Data excerpts:
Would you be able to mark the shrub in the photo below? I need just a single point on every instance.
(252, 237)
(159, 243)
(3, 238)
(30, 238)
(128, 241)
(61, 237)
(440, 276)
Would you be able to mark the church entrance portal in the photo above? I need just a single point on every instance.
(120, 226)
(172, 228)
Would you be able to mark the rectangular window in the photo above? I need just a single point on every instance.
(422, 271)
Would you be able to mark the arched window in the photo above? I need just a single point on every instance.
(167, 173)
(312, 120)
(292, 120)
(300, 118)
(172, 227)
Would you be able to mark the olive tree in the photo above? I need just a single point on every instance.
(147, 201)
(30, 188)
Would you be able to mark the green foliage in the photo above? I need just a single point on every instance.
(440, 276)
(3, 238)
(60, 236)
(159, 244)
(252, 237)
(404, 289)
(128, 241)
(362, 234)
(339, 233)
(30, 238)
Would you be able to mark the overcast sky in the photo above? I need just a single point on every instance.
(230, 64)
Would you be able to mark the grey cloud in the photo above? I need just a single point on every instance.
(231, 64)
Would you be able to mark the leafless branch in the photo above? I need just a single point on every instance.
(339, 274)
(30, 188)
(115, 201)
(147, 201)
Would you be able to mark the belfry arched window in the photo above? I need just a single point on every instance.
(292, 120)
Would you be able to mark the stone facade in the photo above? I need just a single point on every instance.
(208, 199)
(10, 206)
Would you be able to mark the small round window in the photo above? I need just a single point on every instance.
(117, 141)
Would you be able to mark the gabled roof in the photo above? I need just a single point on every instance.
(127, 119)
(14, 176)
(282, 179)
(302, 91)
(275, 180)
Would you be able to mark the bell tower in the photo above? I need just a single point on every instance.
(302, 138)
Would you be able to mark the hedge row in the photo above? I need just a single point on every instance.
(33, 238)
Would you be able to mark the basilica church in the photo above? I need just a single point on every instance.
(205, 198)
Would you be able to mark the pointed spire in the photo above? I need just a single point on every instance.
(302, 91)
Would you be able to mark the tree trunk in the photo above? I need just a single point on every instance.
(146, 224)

▶ [What is required] Produce a word-for-word copy of all the entries above.

▶ [Answer box]
Would you be able to mark the shrub in the photo below? I need just a single point on every instance.
(252, 237)
(159, 243)
(3, 238)
(30, 238)
(128, 241)
(61, 237)
(440, 276)
Would you be able to mark the church entrance portal in the photo above? I need just a single point on every instance.
(120, 226)
(172, 228)
Would you be able to mark the rectangular window in the photo above? I need just a single point on every instance.
(422, 271)
Would you be able to mark the arched window in the photo above? I need just a single point on every instance.
(167, 173)
(312, 120)
(292, 120)
(300, 118)
(172, 227)
Would you be able to mark the olive tree in the photo above? I need just a single point on every instance.
(147, 201)
(30, 188)
Would you be able to mark the green foliage in the photo above? I need just a single point on every instance.
(440, 276)
(3, 238)
(60, 236)
(159, 244)
(252, 237)
(404, 289)
(128, 241)
(362, 234)
(339, 233)
(30, 238)
Would you be able to mark the overcast sky in the photo above? I need just a single point on every instance.
(230, 64)
Would you be able to mark the grey cloud in the photo above? I need just a single point on every instance.
(231, 64)
Would you be able to mark the leafless branch in the photo above? I need just a single point on every instance.
(339, 274)
(30, 188)
(115, 201)
(147, 201)
Would you be able to mark the belfry arched window in the photo above? I need just a single point on every instance.
(292, 120)
Would you be able to mark the stone facade in the photo above? I need just a single point on every instance.
(208, 199)
(10, 206)
Would you be able to mark the small round window in the photo above? I need just a single point on every instance.
(117, 141)
Would you be able to mark the gabled roof in the photo above? I need just a single point on every instance.
(127, 119)
(14, 176)
(282, 179)
(302, 91)
(275, 180)
Would you be able to mark the bell tower in the photo above? I need just a single point on every instance.
(302, 138)
Would you be able to mark the hedge row in the photo above? I need just a single point on every instance.
(33, 238)
Would you be able to mark the basilica church in the photo above? I need just a single point on every instance.
(205, 198)
Would you be able to mark the pointed spire in the photo above? I need just a single point on every instance.
(302, 91)
Would you be able to mark the tree trunk in the photo above? I need just a single point on every instance.
(146, 224)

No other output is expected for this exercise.